**TASK GOAL**
Repeat every line of the records below, requests included, and add -123 to each number in the coordinate answers.

**EXERCISE INPUT**
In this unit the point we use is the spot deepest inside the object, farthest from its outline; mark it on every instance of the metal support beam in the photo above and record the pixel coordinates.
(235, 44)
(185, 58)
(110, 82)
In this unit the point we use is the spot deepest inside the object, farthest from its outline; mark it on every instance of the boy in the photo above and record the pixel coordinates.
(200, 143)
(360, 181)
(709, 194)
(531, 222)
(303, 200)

**REPLY TO THE TASK**
In this unit the point we use is the spot deepest inside the object, farthest from its outline; mark it on every instance of the metal support beam in the photo above and record the pixel coordinates.
(112, -79)
(62, -65)
(-13, -41)
In this unit the point we use is the spot deepest inside the object, farthest from its outline; mark it on every instance of the boy in the photo above and record the pixel coordinates.
(77, 20)
(237, 58)
(586, 71)
(408, 99)
(180, 77)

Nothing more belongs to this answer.